5. Termination: once a pre-defined termination criterion is met (e.g., a maximum number of iterations is reached or the model accuracy is greater than a threshold) the central server aggregates the updates and finalizes the global model.

The procedure considered before assumes synchronized model updates. Recent federated learning developments introduced novel techniques to tackle asynchronicity during the training process, or training with dynamically varying models. Compared to synchronous approaches where local models are exchanged once the computations have been performed for all layers of the neural network, asynchronous ones leverage the properties of neural networks to exchange model updates as soon as the computations of a certain layer are available. These techniques are also commonly referred to as split learning and they can be applied both at training and inference time regardless of centralized or decentralized federated learning settings.

=== Non-IID data ===
In most cases, the assumption of independent and identically distributed samples across local nodes does not hold for federated learning setups. Under this setting, the performances of the training process may vary significantly according to the unbalanced local data samples as well as the particular probability distribution of the training examples (i.e., features and labels) stored at the local nodes. To further investigate the effects of non-IID data, the following description considers the main categories presented in the preprint by Peter Kairouz et al. from 2019.

The description of non-IID data relies on the analysis of the joint probability between features and labels for each node.
This allows decoupling of each contribution according to the specific distribution available at the local nodes.
The main categories for non-iid data can be summarized as follows:

- Covariate shift: local nodes may store examples that have different statistical distributions compared to other nodes. An example occurs in natural language processing datasets where people typically write the same digits/letters with different stroke widths or slants.
- Prior probability shift: local nodes may store labels that have different statistical distributions compared to other nodes. This can happen if datasets are regional and/or demographically partitioned. For example, datasets containing images of animals vary significantly from country to country.
- Concept drift (same label, different features): local nodes may share the same labels but some of them correspond to different features at different local nodes. For example, images that depict a particular object can vary according to the weather condition in which they were captured.
- Concept shift (same features, different labels): local nodes may share the same features but some of them correspond to different labels at different local nodes. For example, in natural language processing, the sentiment analysis may yield different sentiments even if the same text is observed.
- Unbalanced: the amount of data available at the local nodes may vary significantly in size.

The loss in accuracy due to non-iid data can be bounded through using more sophisticated means of doing data normalization, rather than batch normalization.

== Algorithmic hyper-parameters ==

=== Network topology ===
The way the statistical local outputs are pooled and the way the nodes communicate with each other can change from the centralized model explained in the previous section. This leads to a variety of federated learning approaches: for instance no central orchestrating server, or stochastic communication.

In particular, orchestrator-less distributed networks are one important variation. In this case, there is no central server dispatching queries to local nodes and aggregating local models. Each local node sends its outputs to several randomly-selected others, which aggregate their results locally. This restrains the number of transactions, thereby sometimes reducing training time and computing cost.

=== Federated learning parameters ===
Once the topology of the node network is chosen, one can control different parameters of the federated learning process (in addition to the machine learning model's own hyperparameters) to optimize learning:

- Number of federated learning rounds: $T$
- Total number of nodes used in the process: $K$
- Fraction of nodes used at each iteration for each node: $C$
- Local batch size used at each learning iteration: $B$

Other model-dependent parameters can also be tinkered with, such as:

- Number of iterations for local training before pooling: $N$
- Local learning rate: $\eta$

Those parameters have to be optimized depending on the constraints of the machine learning application (e.g., available computing power, available memory, bandwidth). For instance, stochastically choosing a limited fraction $C$ of nodes for each iteration diminishes computing cost and may prevent overfitting, in the same way that stochastic gradient descent can reduce overfitting.

Referring expression data
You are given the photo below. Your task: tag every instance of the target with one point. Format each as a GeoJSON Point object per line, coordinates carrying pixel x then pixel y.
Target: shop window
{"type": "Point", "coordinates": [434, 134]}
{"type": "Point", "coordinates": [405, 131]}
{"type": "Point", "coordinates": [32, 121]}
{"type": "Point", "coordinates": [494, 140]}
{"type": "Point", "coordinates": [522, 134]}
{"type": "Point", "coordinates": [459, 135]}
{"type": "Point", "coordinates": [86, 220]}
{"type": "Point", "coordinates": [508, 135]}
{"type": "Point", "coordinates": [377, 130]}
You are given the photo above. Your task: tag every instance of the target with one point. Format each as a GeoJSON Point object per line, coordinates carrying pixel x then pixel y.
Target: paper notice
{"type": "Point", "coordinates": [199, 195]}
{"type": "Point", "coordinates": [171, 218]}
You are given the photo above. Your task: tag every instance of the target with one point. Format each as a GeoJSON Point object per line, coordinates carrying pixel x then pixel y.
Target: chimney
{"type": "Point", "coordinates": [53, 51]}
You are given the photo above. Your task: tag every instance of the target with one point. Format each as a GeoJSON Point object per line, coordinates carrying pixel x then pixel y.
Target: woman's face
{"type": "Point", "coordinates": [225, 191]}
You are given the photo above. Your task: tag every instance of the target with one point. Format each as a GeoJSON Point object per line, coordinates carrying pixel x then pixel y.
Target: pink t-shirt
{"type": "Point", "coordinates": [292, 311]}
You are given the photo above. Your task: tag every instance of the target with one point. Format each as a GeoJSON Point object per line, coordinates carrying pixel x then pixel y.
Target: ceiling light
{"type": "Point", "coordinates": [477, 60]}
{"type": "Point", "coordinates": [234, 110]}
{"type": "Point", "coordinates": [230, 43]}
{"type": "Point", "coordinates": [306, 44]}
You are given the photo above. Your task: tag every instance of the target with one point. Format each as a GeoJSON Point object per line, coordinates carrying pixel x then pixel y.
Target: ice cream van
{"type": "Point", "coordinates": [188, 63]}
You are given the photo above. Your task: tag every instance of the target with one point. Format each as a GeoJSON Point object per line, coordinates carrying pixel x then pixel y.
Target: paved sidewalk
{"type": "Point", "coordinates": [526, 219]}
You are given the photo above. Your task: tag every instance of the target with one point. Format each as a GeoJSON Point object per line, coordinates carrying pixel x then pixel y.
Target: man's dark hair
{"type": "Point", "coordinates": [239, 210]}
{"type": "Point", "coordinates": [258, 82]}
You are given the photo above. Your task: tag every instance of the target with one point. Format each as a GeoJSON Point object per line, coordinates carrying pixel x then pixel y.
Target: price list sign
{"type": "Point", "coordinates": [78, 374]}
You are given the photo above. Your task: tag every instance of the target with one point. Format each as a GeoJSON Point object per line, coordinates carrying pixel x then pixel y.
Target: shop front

» **Exercises**:
1 > Answer these questions about the federated learning text.
(a) What are asynchronous techniques that exchange model updates as soon as a layer's computations are available commonly called?
(b) Whose 2019 preprint presents the main categories of non-IID data that the description considers?
(c) Which symbol stands for the local batch size used at each learning iteration?
2 > Write out the federated learning text from "This allows decoupling" up to and including "widths or slants.", replacing "local nodes" with "client devices" throughout.

» **Answers to the exercises**:
1 >
(a) Split learning.
(b) Peter Kairouz et al.
(c) B.

2 >
This allows decoupling of each contribution according to the specific distribution available at the client devices.
The main categories for non-iid data can be summarized as follows:

- Covariate shift: client devices may store examples that have different statistical distributions compared to other nodes. An example occurs in natural language processing datasets where people typically write the same digits/letters with different stroke widths or slants.